→ Stated exercise A: Count the lines of the listing that contain the string "grass", treating uppercase and lowercase as different, and give only that number.

== Passage provided

To help household pets cool off during the summer months, brush cats regularly to remove excess hair, which can insulate the body. Also, shave dogs' hair to one inch in length, but no shorter, because their skin could burn. Sunscreen exposed skin on pets, but make sure any sunscreen or bug repellant used is animal safe.

Never keep pets on asphalt for long, even if the animal is walking or moving around, because their bodies are so close to the ground that their body temperature raises quickly and sensitive paw pads can burn. Likewise, never leave a pet in a parked car because, not only is it illegal in 14 states, but even with the windows open a car can turn into a virtual oven in a very short period of time.

====

→ Stated exercise B: Write the next part of the passage on keeping pets safe in summer heat, picking up after its last sentence.

== Exercise input

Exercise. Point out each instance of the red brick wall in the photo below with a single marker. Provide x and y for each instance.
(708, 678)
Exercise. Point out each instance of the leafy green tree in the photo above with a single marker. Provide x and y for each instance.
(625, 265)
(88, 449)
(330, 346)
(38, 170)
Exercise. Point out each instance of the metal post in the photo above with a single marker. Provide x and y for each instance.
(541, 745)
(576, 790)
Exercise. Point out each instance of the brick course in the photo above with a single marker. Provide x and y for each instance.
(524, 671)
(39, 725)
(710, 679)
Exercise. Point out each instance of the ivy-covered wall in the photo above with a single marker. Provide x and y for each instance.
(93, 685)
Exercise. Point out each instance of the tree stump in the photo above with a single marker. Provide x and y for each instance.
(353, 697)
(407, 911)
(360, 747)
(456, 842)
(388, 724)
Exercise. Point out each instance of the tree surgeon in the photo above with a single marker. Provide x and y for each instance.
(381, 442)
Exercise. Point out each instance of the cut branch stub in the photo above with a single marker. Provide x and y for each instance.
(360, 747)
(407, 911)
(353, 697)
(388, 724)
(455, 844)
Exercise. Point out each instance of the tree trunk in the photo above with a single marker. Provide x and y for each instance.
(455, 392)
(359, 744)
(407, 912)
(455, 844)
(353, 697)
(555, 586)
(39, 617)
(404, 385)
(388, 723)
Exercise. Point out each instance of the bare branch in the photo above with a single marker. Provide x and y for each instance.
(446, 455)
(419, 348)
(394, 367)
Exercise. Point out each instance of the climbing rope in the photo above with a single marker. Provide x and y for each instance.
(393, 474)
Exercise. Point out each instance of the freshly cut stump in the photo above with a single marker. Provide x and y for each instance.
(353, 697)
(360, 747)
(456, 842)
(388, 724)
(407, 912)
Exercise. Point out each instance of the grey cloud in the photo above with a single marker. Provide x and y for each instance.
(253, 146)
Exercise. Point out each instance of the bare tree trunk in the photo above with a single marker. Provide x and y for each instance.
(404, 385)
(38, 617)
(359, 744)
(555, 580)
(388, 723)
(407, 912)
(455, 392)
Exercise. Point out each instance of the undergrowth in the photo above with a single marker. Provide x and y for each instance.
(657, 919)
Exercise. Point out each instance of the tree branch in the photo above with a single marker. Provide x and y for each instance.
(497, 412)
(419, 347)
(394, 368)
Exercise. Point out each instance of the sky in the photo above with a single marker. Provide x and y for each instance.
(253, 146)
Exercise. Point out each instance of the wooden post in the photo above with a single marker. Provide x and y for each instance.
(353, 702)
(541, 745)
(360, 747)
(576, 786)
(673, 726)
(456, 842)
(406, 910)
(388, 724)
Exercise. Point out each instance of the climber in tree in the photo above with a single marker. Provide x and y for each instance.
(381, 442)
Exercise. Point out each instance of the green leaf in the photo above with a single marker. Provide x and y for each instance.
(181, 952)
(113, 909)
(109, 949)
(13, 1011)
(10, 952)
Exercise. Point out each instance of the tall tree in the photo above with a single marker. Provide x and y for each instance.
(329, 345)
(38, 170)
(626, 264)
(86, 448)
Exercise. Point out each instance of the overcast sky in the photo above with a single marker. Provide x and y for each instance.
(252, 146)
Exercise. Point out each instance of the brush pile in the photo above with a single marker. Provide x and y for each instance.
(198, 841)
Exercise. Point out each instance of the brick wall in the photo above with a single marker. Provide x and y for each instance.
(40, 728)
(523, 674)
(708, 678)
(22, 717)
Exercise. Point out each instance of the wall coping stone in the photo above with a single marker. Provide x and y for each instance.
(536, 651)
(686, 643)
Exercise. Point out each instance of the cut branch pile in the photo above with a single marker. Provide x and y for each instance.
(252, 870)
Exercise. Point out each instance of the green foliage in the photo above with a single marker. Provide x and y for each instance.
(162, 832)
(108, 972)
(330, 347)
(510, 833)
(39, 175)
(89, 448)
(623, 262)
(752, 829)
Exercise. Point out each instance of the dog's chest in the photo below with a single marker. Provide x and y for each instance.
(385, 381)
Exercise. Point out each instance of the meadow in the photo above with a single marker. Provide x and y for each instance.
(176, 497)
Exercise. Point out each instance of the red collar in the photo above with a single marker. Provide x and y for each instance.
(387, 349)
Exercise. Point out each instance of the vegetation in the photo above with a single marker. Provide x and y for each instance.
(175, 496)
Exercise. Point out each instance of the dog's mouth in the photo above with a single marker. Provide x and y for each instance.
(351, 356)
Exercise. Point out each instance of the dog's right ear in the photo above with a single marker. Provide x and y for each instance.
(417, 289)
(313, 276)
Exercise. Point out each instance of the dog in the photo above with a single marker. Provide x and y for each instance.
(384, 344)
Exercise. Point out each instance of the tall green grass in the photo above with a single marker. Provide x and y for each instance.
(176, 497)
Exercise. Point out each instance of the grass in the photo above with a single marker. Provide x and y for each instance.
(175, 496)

====

→ Expected answer A: 2

→ Expected answer B:
Throughout this summer's activities, never leave a pet unattended around water, because not all pets know how to swim. Instead, introduce the animal to water progressively. Always put flotation devices on pets when they are in a boat and remember to rinse chlorine and other harmful chemicals out of their fur after swimming.

Dr. Steven Hansen, ASPCA's Senior Vice President of Animal Health Services, stated, "Keep alcoholic beverages served at barbecues out of pets' reach, because they can lead to intoxication, depression and coma."

In addition to not giving pets alcoholic beverages, do not feed them foods like grapes, onions, chocolate and anything with the sweetener "xylitol."